_Record set_
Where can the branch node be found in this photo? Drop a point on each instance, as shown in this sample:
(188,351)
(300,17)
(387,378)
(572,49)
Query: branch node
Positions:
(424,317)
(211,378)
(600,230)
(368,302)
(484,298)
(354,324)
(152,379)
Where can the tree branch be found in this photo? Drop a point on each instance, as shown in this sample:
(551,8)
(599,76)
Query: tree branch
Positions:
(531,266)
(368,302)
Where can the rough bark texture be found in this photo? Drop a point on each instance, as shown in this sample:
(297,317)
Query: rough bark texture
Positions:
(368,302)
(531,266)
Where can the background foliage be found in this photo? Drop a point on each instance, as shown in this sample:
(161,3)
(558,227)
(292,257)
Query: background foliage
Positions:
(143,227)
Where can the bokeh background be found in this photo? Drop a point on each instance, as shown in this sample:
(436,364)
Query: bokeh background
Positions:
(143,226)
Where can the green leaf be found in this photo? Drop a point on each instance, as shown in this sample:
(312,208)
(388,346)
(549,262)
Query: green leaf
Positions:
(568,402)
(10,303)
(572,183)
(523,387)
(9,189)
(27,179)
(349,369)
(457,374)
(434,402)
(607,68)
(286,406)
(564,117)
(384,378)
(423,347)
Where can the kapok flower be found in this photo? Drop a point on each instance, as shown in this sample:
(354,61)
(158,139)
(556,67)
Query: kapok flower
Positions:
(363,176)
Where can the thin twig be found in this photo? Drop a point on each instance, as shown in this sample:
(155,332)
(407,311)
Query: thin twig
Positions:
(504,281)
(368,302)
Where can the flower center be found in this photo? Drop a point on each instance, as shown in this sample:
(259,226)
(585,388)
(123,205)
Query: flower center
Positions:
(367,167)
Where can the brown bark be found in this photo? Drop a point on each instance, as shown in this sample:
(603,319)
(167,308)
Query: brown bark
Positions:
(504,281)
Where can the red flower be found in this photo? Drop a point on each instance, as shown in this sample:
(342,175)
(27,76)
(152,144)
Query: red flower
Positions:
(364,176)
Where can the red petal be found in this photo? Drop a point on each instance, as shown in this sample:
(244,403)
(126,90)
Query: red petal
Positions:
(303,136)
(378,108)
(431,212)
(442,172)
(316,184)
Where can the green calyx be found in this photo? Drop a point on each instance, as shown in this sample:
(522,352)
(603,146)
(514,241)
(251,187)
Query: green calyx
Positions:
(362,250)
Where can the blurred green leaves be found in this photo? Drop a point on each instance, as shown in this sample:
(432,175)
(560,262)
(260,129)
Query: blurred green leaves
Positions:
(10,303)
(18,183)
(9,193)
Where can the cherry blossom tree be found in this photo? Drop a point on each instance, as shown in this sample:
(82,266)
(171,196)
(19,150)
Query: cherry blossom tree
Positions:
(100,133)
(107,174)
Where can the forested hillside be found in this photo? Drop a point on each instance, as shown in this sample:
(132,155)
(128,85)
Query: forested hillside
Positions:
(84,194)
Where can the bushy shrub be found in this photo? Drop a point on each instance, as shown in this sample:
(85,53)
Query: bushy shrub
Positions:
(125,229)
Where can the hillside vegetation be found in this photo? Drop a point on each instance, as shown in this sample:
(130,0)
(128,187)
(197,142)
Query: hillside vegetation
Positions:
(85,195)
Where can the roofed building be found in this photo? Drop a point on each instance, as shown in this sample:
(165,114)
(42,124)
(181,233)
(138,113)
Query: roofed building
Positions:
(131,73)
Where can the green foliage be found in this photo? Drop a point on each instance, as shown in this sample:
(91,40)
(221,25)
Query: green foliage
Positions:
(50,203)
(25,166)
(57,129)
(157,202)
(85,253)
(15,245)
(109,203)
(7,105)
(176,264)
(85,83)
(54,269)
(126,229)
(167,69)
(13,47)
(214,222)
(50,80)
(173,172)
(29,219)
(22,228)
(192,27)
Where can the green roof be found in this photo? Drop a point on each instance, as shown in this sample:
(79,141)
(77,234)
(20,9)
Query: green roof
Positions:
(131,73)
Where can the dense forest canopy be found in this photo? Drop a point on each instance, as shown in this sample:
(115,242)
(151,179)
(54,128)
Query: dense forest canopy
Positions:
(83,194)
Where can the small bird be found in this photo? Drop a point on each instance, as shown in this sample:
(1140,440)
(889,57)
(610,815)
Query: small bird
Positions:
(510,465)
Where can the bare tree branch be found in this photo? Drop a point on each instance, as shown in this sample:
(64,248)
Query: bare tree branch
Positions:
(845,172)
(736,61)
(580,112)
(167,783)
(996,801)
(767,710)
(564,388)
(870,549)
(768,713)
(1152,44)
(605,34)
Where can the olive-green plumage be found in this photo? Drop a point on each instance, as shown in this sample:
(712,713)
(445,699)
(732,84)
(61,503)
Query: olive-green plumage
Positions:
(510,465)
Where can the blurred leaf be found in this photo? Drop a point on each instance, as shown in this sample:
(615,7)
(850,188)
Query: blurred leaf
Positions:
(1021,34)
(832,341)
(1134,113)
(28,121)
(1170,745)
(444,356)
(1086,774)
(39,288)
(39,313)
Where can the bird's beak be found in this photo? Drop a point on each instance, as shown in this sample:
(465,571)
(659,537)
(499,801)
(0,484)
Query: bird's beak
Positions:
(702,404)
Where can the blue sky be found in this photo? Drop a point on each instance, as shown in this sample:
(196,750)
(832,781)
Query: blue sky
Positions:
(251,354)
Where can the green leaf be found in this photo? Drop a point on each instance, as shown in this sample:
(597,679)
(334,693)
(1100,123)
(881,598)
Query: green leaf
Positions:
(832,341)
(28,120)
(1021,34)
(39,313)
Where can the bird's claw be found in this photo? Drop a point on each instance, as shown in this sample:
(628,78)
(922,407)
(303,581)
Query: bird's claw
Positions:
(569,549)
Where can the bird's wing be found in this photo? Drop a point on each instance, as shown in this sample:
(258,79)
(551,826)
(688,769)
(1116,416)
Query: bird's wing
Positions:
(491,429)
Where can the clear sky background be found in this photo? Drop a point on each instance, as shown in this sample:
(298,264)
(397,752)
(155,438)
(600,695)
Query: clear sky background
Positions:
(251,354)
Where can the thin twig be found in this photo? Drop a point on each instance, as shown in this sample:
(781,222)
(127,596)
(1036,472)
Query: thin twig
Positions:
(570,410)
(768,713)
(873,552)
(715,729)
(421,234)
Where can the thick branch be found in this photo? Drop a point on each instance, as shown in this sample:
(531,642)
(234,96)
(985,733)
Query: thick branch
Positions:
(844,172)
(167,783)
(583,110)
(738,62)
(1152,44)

_Work to be completed_
Please extract the lines above word for word, starting at the line that contains "Where can the thick" and ending at the last line of the records.

_Response below_
Where can the thick branch be found in this photo? Drop a point on each instance, as shown in this sample:
(531,642)
(234,96)
(985,733)
Query: thick branch
Positions:
(844,172)
(167,783)
(583,110)
(738,62)
(1152,44)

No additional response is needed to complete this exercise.